**INFORMATION SUPPLIED:**

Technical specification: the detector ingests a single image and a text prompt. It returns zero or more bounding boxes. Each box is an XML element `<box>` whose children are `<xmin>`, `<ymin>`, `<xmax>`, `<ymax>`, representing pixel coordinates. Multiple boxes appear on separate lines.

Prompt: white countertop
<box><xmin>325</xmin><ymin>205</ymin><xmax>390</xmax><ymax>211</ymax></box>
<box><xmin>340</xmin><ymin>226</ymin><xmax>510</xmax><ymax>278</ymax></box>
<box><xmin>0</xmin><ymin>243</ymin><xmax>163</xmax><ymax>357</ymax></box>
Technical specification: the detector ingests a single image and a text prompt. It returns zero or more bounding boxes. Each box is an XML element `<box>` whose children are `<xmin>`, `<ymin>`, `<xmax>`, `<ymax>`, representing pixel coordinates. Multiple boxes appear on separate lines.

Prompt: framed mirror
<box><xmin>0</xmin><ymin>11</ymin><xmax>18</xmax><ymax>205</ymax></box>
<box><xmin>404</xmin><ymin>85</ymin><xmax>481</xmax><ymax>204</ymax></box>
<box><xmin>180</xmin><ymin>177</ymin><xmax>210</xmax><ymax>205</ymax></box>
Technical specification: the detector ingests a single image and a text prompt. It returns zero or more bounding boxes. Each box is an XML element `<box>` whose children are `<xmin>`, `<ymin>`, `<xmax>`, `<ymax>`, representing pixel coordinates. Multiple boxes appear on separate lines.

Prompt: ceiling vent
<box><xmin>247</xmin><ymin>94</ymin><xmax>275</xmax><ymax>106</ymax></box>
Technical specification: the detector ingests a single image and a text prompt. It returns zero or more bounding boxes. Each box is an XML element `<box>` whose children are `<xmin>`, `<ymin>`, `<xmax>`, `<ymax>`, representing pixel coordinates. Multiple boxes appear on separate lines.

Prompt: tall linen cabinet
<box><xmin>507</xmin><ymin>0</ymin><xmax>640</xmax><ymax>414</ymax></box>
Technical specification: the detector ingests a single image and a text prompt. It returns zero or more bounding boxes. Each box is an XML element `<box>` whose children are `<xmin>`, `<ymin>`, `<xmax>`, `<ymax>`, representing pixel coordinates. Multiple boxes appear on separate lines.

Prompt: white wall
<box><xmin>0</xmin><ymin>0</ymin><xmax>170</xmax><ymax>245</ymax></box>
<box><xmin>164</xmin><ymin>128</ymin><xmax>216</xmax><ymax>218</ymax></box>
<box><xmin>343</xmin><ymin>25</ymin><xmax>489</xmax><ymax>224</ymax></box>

**ACTIVITY:**
All the lines above need to be printed again, exactly.

**ANSWER SPACE:**
Technical specification: the detector ingests a single image and a text prompt. It returns zero or more bounding boxes. Each box is an XML element `<box>` whose children are `<xmin>`, `<ymin>`, `<xmax>`, `<ymax>`, representing pixel coordinates. Multiple boxes appear on separate lines.

Prompt: white countertop
<box><xmin>325</xmin><ymin>205</ymin><xmax>390</xmax><ymax>211</ymax></box>
<box><xmin>340</xmin><ymin>226</ymin><xmax>510</xmax><ymax>278</ymax></box>
<box><xmin>0</xmin><ymin>243</ymin><xmax>163</xmax><ymax>357</ymax></box>
Technical specification: the detector ingests a single image and a text prompt. It returns zero or more bounding boxes. Each box is an XML element `<box>` whose children are `<xmin>`, `<ymin>`, `<xmax>`, `<ymax>`, representing pixel coordinates. Multiple boxes appear on separate lines.

Prompt: framed mirror
<box><xmin>0</xmin><ymin>11</ymin><xmax>18</xmax><ymax>205</ymax></box>
<box><xmin>404</xmin><ymin>85</ymin><xmax>481</xmax><ymax>204</ymax></box>
<box><xmin>180</xmin><ymin>177</ymin><xmax>210</xmax><ymax>205</ymax></box>
Technical specification: the detector ingests a single image and a text prompt. It returns zero or more bounding boxes. Each box is an XML element `<box>` whose children are `<xmin>`, `<ymin>`, `<xmax>`, `<ymax>`, representing pixel coordinates. Multiple boxes appear on separate lines.

Prompt: ceiling vent
<box><xmin>247</xmin><ymin>94</ymin><xmax>275</xmax><ymax>106</ymax></box>
Technical specification: the detector ingests a single image and a text prompt. It returns zero or more bounding boxes. Each box is an XML element `<box>` whose children are `<xmin>`, `<ymin>`, `<xmax>`, `<ymax>`, representing pixel coordinates. Multiple boxes appear on separate lines.

Prompt: tall linen cabinet
<box><xmin>507</xmin><ymin>0</ymin><xmax>640</xmax><ymax>414</ymax></box>
Technical specification: the detector ingests a single image and a text prompt. It returns zero or more bounding boxes. Each box is an XML element `<box>` whose children are `<xmin>`, `<ymin>`, `<xmax>`, `<ymax>`, representing pixel coordinates. Multiple boxes appear on separate lines.

Prompt: white wall
<box><xmin>0</xmin><ymin>0</ymin><xmax>170</xmax><ymax>245</ymax></box>
<box><xmin>164</xmin><ymin>128</ymin><xmax>216</xmax><ymax>218</ymax></box>
<box><xmin>343</xmin><ymin>25</ymin><xmax>489</xmax><ymax>224</ymax></box>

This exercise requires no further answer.